Aim of the exercise: Transcribe the data exactly. Leave nothing out.
*** Block opens ***
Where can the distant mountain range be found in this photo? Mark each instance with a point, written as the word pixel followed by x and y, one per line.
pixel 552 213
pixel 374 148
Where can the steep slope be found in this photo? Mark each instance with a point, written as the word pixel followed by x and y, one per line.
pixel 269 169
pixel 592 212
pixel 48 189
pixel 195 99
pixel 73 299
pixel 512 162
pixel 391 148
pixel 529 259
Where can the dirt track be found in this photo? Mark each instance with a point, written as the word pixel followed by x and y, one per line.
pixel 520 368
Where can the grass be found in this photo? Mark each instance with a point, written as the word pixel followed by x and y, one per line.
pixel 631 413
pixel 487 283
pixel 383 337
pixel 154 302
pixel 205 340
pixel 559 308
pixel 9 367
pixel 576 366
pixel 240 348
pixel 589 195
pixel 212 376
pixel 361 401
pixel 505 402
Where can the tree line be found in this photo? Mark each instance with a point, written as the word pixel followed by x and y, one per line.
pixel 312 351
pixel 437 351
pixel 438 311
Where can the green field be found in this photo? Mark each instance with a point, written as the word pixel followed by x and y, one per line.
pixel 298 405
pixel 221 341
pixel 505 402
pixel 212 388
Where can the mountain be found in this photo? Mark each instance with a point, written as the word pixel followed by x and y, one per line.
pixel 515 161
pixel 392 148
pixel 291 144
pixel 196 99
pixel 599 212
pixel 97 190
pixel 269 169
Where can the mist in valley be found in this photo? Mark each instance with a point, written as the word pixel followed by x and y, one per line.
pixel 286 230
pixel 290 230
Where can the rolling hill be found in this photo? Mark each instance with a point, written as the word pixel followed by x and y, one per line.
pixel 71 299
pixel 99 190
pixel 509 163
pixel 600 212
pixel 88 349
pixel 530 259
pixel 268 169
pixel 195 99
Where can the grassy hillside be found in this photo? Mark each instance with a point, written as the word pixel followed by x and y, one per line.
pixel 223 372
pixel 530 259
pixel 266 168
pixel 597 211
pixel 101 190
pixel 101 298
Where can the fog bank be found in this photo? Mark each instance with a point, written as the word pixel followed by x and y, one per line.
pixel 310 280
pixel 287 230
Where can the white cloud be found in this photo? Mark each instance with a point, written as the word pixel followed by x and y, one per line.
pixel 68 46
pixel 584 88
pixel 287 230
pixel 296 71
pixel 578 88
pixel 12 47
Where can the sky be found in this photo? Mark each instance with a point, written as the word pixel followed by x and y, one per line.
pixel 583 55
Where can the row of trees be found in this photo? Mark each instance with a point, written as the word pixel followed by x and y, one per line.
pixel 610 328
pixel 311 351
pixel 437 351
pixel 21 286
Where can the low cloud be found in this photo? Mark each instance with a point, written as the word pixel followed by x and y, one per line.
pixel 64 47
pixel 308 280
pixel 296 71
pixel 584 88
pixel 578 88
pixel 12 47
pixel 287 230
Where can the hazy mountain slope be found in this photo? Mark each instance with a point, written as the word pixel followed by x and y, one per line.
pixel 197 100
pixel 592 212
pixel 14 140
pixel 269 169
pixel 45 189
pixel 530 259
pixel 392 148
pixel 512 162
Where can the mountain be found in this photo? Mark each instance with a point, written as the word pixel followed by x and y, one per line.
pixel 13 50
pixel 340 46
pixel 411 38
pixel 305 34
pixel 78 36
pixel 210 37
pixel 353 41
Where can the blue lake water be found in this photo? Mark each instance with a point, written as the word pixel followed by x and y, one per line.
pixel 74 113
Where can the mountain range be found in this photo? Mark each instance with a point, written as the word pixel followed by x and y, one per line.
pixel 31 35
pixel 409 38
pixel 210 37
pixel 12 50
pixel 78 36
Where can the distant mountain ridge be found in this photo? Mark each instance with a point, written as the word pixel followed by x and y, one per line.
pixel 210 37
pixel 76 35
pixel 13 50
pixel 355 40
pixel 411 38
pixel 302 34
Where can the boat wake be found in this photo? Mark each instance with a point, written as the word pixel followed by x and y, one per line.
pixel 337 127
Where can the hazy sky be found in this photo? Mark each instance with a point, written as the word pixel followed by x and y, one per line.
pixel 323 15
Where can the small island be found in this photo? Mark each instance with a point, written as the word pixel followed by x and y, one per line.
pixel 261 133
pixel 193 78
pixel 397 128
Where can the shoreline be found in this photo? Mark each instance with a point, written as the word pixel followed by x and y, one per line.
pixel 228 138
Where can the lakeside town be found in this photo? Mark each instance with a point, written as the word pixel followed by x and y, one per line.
*** Block closes ***
Written response:
Where can the distant mountain range be found in this photo? Mark each instance with a point, written as the word pixel followed by x and y, one per line.
pixel 552 213
pixel 374 148
Where can the steep slope be found in this photo? Mark each instance with a point, written as the word pixel followed by x and y, one per line.
pixel 269 169
pixel 592 212
pixel 48 189
pixel 195 99
pixel 73 299
pixel 512 162
pixel 391 148
pixel 529 259
Where can the dirt track be found in this photo? Mark each instance with a point, written as the word pixel followed by x and y, one per line.
pixel 520 368
Where can the grass be found in this photo? Mark each instance with a point, written as the word pixel followed by x and y, one per line.
pixel 631 413
pixel 487 283
pixel 383 337
pixel 154 302
pixel 205 340
pixel 559 308
pixel 9 367
pixel 576 366
pixel 240 348
pixel 589 195
pixel 212 376
pixel 361 401
pixel 505 402
Where can the tree line be found in this photo? Mark each instance with a point, written as the word pixel followed by x and y, one per line.
pixel 312 351
pixel 437 351
pixel 438 311
Where can the green field be found in this photo? Mark each instance with a point, written as the word pixel followed by x and y, one per line.
pixel 298 405
pixel 221 341
pixel 505 402
pixel 212 388
Where can the mountain be found in this photo? Mark each instance with a point, written as the word pixel followed by x and y, one per line.
pixel 515 161
pixel 392 148
pixel 291 144
pixel 196 99
pixel 599 212
pixel 97 190
pixel 269 169
Where can the mist in valley be found in this photo? Mark each instance with a point, written as the word pixel followed by x and y, one per line.
pixel 286 230
pixel 290 230
Where can the rolling hill be found in this photo? Mark each instance with a point, written as the word pixel followed by x and y, one per line.
pixel 71 299
pixel 99 190
pixel 509 163
pixel 600 212
pixel 88 349
pixel 530 259
pixel 268 169
pixel 195 99
Where can the grassy hillside be found in this photo? Mark each instance with a point, written as the word pixel followed by x and y, one per line.
pixel 223 372
pixel 530 259
pixel 266 168
pixel 597 211
pixel 101 190
pixel 101 298
Where can the fog bank be found in this photo? Mark each instance with a point, written as the word pixel followed by x and y, one per line.
pixel 310 280
pixel 287 230
Where can the white cloud be found in this photo? Mark each instance with a point, written as the word pixel followed by x and y, one per line.
pixel 68 46
pixel 584 88
pixel 287 230
pixel 296 71
pixel 578 88
pixel 12 47
Where can the sky be found in this photo? Mark each instance with a point, written as the word pixel followed by x and y, one per line.
pixel 583 55
Where can the row of trees be found in this photo? Mark each instance with a point, written as the word pixel followed by x and y, one per line.
pixel 610 328
pixel 311 351
pixel 437 351
pixel 21 286
Where can the low cloud be found in this photo? Mark each instance with a point, written as the word pixel followed by x and y, one per line.
pixel 64 47
pixel 308 280
pixel 296 71
pixel 584 88
pixel 578 88
pixel 12 47
pixel 287 230
Where can the hazy mountain slope be found in this photo? Mark each instance with a point, written as the word pixel followed by x and y, one per line.
pixel 197 100
pixel 592 212
pixel 14 140
pixel 269 169
pixel 45 189
pixel 530 259
pixel 392 148
pixel 512 162
Where can the mountain be found in this photo? Mark each instance with a point, written as the word pixel followed by x and y, one per line.
pixel 13 50
pixel 340 46
pixel 411 38
pixel 305 34
pixel 78 36
pixel 210 37
pixel 353 41
Where can the blue lake water be found in this photo? Mark each instance with a point, written as the word pixel followed by x and y, one per line.
pixel 74 113
Where can the mountain range be found in this photo? Mark each instance with a point, written as the word pixel followed by x and y, one per line.
pixel 31 35
pixel 409 38
pixel 210 37
pixel 12 50
pixel 78 36
Where can the distant mountain ridge be found in this photo? Mark each instance with a point, written as the word pixel followed by x and y, one per line.
pixel 210 37
pixel 76 35
pixel 13 50
pixel 355 40
pixel 411 38
pixel 302 34
Where can the boat wake be found in this photo? Mark each instance with a point, written as the word pixel followed by x and y, one per line.
pixel 337 127
Where can the hazy sky be found in this photo? Mark each instance with a point, written as the word pixel followed by x and y, one per line.
pixel 323 15
Where can the small island be found in this photo? Mark each instance with a point, written as the word pixel followed by x and y, one per line.
pixel 261 133
pixel 193 78
pixel 397 128
Where can the shoreline be found in this photo? Mark each instance with a point, written as the word pixel followed by x and y, one per line.
pixel 228 138
Where can the lakeside town be found in this photo? Mark each instance with a point, written as the word pixel followed by x and y, one per line.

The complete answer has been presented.